* **Quoted text**
--- begin ---
# Kafka Connect

Kafka Connect is a tool for scalably and reliably streaming data between Apache Kafka and other systems.

It makes it simple to quickly define connectors that move large collections of data into and out of Kafka. 

Kafka Connect can ingest entire databases or collect metrics from all your application servers into Kafka topics, making the data available for stream processing with low latency. 

An export job can deliver data from Kafka topics into secondary storage and query systems or into batch systems for offline analysis.

## Features

**A common framework for Kafka connectors** 

Kafka Connect standardizes integration of other data systems with Kafka, simplifying connector development, deployment, and management

![](https://images.ctfassets.net/8vofjvai1hpv/4io4iF1i7C6vaHt3w0EIal/b608a11ae2613cd91a226680c6796322/blog_IntroducingConfluentHub.png)
https://www.confluent.io/hub/

**Distributed and standalone modes** 

Scale up to a large, centrally managed service supporting an entire organization or scale down to development, testing, and small production deployments

![](https://cdn.confluent.io/wp-content/uploads/kafka-connect-2.png)
https://www.confluent.io/blog/create-dynamic-kafka-connect-source-connectors/

**REST interface**
Submit and manage connectors to your Kafka Connect cluster via an easy to use REST API

![](https://img.youtube.com/vi/4xWPDXhBi3g/maxresdefault.jpg)
--- end ---
* **Requirements**
Reproduce word for word the stretch of the Kafka Connect page above from "# Kafka Connect" through "with low latency.".

* **Data**
--- begin ---
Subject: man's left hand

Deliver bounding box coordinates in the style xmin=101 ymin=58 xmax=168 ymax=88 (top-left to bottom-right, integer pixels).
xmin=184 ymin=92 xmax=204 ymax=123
--- end ---
* **Solution for this exercise**
# Kafka Connect

Kafka Connect is a tool for scalably and reliably streaming data between Apache Kafka and other systems.

It makes it simple to quickly define connectors that move large collections of data into and out of Kafka. 

Kafka Connect can ingest entire databases or collect metrics from all your application servers into Kafka topics, making the data available for stream processing with low latency.